• Dataset records:
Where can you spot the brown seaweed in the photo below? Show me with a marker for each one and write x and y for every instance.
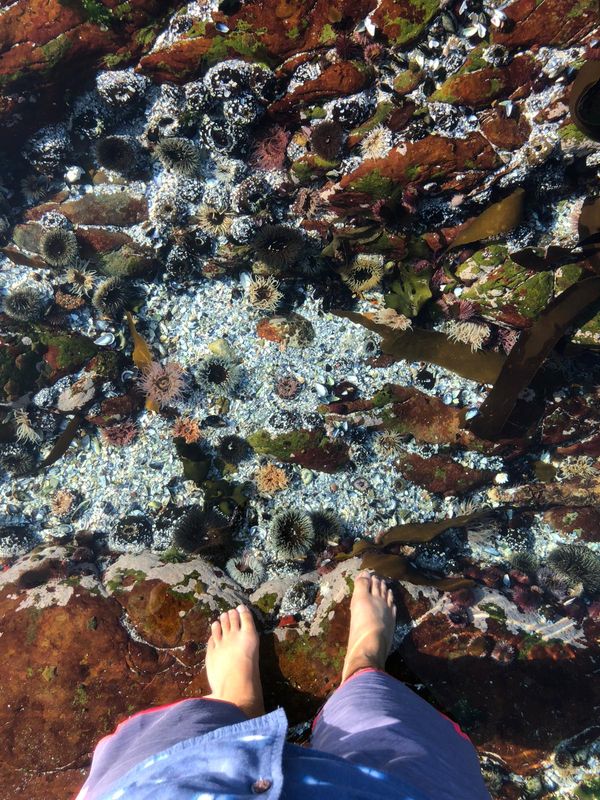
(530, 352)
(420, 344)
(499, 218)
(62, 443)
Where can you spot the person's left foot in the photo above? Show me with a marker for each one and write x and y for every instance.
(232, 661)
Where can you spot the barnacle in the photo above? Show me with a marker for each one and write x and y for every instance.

--

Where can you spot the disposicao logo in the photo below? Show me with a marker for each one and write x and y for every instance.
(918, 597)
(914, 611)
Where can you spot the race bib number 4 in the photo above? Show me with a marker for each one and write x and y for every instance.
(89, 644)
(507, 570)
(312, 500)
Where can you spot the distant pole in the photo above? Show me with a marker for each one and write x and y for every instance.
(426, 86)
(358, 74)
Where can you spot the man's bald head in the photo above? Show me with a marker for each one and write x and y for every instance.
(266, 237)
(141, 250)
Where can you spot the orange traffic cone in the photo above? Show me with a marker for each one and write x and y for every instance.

• PROBLEM DETAILS: Rewrite the listing from the line with "Where can you spot the brown" to the line with "Where can you spot the barnacle", changing "marker" to "pin" and keeping everything else the same. Omit the pictures from your answer.

• TASK OUTPUT:
Where can you spot the brown seaweed in the photo below? Show me with a pin for each one and write x and y for every instance.
(530, 352)
(420, 344)
(499, 218)
(62, 443)
Where can you spot the person's left foot in the photo above? Show me with a pin for each one and write x and y for every instance.
(232, 661)
Where can you spot the barnacle in the photo above? Show me with a pin for each one and write x and y for every instance.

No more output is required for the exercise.